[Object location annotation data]
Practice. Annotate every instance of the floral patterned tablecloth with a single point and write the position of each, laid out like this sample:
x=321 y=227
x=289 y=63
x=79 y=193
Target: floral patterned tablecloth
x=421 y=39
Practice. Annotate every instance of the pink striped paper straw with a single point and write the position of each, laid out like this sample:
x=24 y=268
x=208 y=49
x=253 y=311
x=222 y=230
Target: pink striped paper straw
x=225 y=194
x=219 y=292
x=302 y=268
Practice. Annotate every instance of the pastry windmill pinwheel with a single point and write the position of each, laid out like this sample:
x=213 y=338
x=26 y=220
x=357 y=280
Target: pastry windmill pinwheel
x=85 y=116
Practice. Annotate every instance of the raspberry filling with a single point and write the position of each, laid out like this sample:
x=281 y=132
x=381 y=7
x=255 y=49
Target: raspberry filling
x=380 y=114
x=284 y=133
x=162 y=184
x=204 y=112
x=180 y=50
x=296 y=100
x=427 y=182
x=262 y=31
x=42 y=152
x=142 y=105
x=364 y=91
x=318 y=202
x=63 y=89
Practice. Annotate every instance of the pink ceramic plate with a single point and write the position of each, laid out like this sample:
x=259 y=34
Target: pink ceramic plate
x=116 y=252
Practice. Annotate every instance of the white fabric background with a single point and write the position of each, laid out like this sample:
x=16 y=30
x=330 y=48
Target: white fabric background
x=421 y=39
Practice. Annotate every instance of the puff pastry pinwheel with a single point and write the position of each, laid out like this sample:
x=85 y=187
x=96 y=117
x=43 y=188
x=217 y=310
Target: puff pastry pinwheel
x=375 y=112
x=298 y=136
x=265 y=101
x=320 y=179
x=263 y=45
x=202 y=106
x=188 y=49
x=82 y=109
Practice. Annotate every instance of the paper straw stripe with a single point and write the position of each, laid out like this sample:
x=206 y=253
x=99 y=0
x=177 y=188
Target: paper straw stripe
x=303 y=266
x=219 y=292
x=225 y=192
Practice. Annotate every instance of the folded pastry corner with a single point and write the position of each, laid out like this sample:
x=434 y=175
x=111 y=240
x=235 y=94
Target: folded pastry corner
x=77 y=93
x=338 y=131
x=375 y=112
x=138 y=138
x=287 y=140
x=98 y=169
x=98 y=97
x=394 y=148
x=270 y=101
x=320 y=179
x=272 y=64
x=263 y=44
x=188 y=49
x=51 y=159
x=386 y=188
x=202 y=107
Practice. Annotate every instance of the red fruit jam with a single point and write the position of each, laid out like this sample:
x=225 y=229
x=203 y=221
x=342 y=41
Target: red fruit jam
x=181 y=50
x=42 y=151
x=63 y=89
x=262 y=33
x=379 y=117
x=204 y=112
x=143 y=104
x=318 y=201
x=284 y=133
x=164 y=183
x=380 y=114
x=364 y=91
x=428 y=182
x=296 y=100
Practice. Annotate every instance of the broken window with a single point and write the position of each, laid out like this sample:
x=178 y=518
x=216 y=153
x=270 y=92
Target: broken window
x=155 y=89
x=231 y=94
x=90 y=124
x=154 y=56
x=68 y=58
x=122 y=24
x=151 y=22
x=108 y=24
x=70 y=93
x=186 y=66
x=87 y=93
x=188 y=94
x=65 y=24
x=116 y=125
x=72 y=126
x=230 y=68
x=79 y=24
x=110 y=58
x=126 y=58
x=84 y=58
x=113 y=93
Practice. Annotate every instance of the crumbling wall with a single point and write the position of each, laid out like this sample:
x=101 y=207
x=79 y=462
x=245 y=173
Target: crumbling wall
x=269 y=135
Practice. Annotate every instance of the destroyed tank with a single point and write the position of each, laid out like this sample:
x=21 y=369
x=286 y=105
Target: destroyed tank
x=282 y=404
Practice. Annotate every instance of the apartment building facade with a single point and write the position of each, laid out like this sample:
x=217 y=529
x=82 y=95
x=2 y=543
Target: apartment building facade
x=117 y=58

▶ Task statement
Please copy everything from the line containing "Practice. Annotate every instance of the apartment" down to the end of the entries, reproducing each line without any change.

▶ Written response
Practice. Annotate every instance of the apartment building facade with a single point and write the position of each, laid out like this sample:
x=217 y=529
x=82 y=95
x=2 y=543
Target: apartment building facade
x=117 y=58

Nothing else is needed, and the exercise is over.